- ANLEITUNG UND VORGABEN: Schreib den Text über Bachs Praeludium BWV 850 nach seinem letzten Satz weiter.

- AUSGEWÄHLTER TEXTAUSZUG:
Etwas zu Handarbeit und Fingerfertigkeit

Es sieht nach einem läppischen Vorhaben aus, – wer je etwas aus Bachs Wohltemperiertem Klavier geübt hat, wird dieses Stück kennen: BWV 850. Zumal die nachfolgende Fuge sehr eindrucksvoll ist, auch leicht zu bewältigen. Aber das Praeludium hat seine Tücken; selbst wenn man es längst zu beherrschen glaubt, bringt es beim Vorspiel ungeahnte Schwächen ans Licht. Vielleicht nicht einmal im schnellen, sondern im mittleren Tempo. Immer noch Zeit, einen letzten Anlauf zu wagen, durch Überbietung: nämlich von der linken Hand (Fingersatz rot) das gleiche zu verlangen wie von der rechten (Fingersatz grün). Am Ende – ohne Bass – in Oktaven.

- AUSGANGSDATEN:
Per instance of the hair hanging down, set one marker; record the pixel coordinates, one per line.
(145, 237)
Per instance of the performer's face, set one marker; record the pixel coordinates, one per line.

- LÖSUNG DER AUFGABE:
  

Der Kreis um eine Zahl – Takt 4 grün, Takt 9 rot – bedeutet, dass der Einsatz dieses Fingers in der Handhaltung weich (!) vorbereitet sein muss. Eine spezielle Einstellung gilt für den Takt 7 (grün, rechte Hand). Warum? Die zweite Sechzehntelgruppe ist mit diesem Fingersatz nur in einem bestimmten, feinjustierten Winkel leicht ausführbar, der in der dritten Sechzehntelgruppe in Richtung Daumen-Cis angepasst werden muss, so dass die Spannung zum hohen D leicht fällt und sofort wieder aufgegeben werden kann: die Hand zieht sich dabei minimal zusammen (auf Takt 8 hin), der Daumen ist also frei für das E und kurz danach wieder für das Cis.

Übrigens setze ich voraus, dass man auch beim Fingersatzüben eine Vorstellung vom formalen Verlauf des Präludiums hat. Den habe ich kürzlich rekapituliert, als ich mich dem BWV 850 wieder aufs neue zu widmen vornahm: siehe hier.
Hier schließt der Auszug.